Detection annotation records

------------------------------------

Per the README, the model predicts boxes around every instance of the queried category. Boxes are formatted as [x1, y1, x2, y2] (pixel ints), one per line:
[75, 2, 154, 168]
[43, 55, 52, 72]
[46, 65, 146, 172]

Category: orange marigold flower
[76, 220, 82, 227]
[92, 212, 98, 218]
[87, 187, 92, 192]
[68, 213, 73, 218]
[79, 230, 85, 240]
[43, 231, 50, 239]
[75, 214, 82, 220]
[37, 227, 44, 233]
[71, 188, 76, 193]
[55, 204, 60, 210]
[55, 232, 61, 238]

------------------------------------

Problem to work on » Express every line of the records above as a Markdown table with the columns "Row" and "Line", numbering the rows in order and omitting blank lines.

Response to this task »
| Row | Line |
|---|---|
| 1 | Per the README, the model predicts boxes around every instance of the queried category. Boxes are formatted as [x1, y1, x2, y2] (pixel ints), one per line: |
| 2 | [75, 2, 154, 168] |
| 3 | [43, 55, 52, 72] |
| 4 | [46, 65, 146, 172] |
| 5 | Category: orange marigold flower |
| 6 | [76, 220, 82, 227] |
| 7 | [92, 212, 98, 218] |
| 8 | [87, 187, 92, 192] |
| 9 | [68, 213, 73, 218] |
| 10 | [79, 230, 85, 240] |
| 11 | [43, 231, 50, 239] |
| 12 | [75, 214, 82, 220] |
| 13 | [37, 227, 44, 233] |
| 14 | [71, 188, 76, 193] |
| 15 | [55, 204, 60, 210] |
| 16 | [55, 232, 61, 238] |